= Task statement =
Drawing on the Crystal City excerpt below, explain in one to three sentences why O'Rourke did not follow through on Elsa's request for news of her daughter.

= Excerpted passage =
--------------------------------------------------
In Crystal City, the flamboyance of Kuhn’s strut and the straightness of his six-foot-tall carriage suggested that he was making an effort to ignite the fire of his former bravado. But exhaustion was in his gray eyes, square jaw, and rounded shoulders. In June 1943, Kuhn was reunited in Crystal City with Elsa and his son, Walter Max, a fifteen-year-old with a pallid expression, both of whom had been arrested as enemy aliens. “While Mrs. Kuhn never shared much in the notoriety her husband attained as Bundesfuehrer and uniformed exponent of the Nazi ideals,” reported the
New York Times
, “she has admitted membership in the Friends of New Germany, and attendance at various social functions of the Bund, which succeeded the Friends as the outstanding pro-Nazi organization in this country.” According to the same newspaper article, Walter was apprehended because he was active in the Bund’s youth movement.

One of Elsa’s first acts in Crystal City was to ask O’Rourke if he could help her find news of her daughter, Waltraut, who had returned to Germany from America in 1938 and married a German soldier. No one in the family had heard from her since. O’Rourke made note of Elsa’s request in his file, but did not follow through. He had no incentive to help her because, since his arrival, Kuhn had acquired a small group of followers.

Within a few weeks of Kuhn’s arrival, O’Rourke had a letter of complaint on his desk from Therese Hohenreiner, one of the internees, claiming that Kuhn was in charge of the German internees at Crystal City and had bullied her. She copied the letter to the FBI agent in charge in San Antonio. The agent, R. C. Suran, wrote to O’Rourke and asked if it was true that Kuhn had “maneuvered himself into a position as unofficial spokesman for the other German internees.”

By this time, the population of the camp numbered 523 internees—378 Germans and 145 Japanese. The original idea that the camp would be mainly for Japanese had been abandoned. Given the friction among the Germans, there was safety in not buying trouble. Most of the teenagers, including Ingrid, didn’t know what to make of Kuhn.

Eberhard E. Fuhr, commonly known as Eb, was seventeen years old when he and his family arrived in Crystal City in July 1943, one month after the Kuhns were reunited there. Eb’s experience was typical of that of the other German teenagers in camp. His parents immigrated to the United States with their two sons, Eb and Julius, in the late 1920s. At the time Germany was embroiled in political and economic conflict, and Eb’s father decided to leave to escape communism. As German immigrants, legal residents of the United States but not citizens, the Fuhr family settled in Cincinnati. A third son, Gerhard, was born
in August 1942. Both of Eb’s parents—Carl, a baker, and Anna, a housewife—had been arrested and interned, along with Gerhard, a citizen of the United States. “Had my brother Gerhard not joined my parents, he would have been sent to an orphanage, a fate shared by other internee children,” Eb recalled.

After the arrest of his parents, Eb and Julius were left to fend for themselves. Eb, a senior at Woodward High School and a popular football star, supported himself with an early-morning newspaper route. His older brother, Julius, dropped out of college and went to work in a Cincinnati brewery.
--------------------------------------------------
= Records shown =
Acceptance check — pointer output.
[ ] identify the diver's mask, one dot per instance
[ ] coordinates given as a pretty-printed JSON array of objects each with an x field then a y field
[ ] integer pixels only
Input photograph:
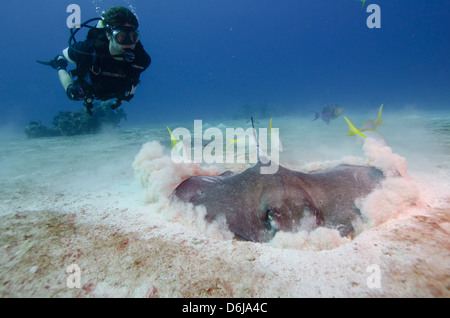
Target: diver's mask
[{"x": 125, "y": 35}]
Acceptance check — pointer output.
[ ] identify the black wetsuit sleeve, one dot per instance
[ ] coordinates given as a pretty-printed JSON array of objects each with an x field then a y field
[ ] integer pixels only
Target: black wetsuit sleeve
[
  {"x": 143, "y": 59},
  {"x": 81, "y": 52}
]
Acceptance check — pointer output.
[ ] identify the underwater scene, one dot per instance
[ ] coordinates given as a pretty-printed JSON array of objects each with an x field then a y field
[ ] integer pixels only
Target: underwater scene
[{"x": 226, "y": 149}]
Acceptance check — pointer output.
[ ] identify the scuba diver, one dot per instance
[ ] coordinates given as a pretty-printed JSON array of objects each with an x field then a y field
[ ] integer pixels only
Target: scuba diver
[{"x": 108, "y": 63}]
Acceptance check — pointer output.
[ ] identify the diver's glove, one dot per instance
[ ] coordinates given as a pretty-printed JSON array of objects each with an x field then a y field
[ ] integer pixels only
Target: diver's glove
[{"x": 59, "y": 62}]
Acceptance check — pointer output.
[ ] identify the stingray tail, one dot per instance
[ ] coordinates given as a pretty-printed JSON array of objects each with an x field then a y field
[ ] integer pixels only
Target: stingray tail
[{"x": 256, "y": 139}]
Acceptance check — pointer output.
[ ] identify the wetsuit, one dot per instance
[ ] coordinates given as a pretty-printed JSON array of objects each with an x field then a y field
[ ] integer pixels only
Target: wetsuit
[{"x": 101, "y": 76}]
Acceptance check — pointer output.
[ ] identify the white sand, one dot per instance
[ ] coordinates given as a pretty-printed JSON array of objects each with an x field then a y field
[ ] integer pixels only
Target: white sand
[{"x": 81, "y": 200}]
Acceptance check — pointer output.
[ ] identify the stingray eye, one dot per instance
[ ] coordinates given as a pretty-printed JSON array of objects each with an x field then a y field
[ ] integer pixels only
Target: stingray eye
[{"x": 269, "y": 221}]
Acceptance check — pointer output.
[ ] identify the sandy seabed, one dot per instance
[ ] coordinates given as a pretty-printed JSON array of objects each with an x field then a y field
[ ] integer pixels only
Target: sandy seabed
[{"x": 78, "y": 201}]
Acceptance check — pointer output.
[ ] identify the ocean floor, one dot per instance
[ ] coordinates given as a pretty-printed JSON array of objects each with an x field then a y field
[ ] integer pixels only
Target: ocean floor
[{"x": 101, "y": 202}]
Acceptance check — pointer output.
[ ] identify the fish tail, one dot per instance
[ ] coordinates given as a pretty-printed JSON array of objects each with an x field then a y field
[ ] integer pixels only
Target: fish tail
[
  {"x": 379, "y": 120},
  {"x": 352, "y": 130}
]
--------------------------------------------------
= Answer to this task =
O'Rourke noted Elsa's request in his file but had no incentive to help her. Since Kuhn's arrival at Crystal City, Kuhn had acquired a small group of followers.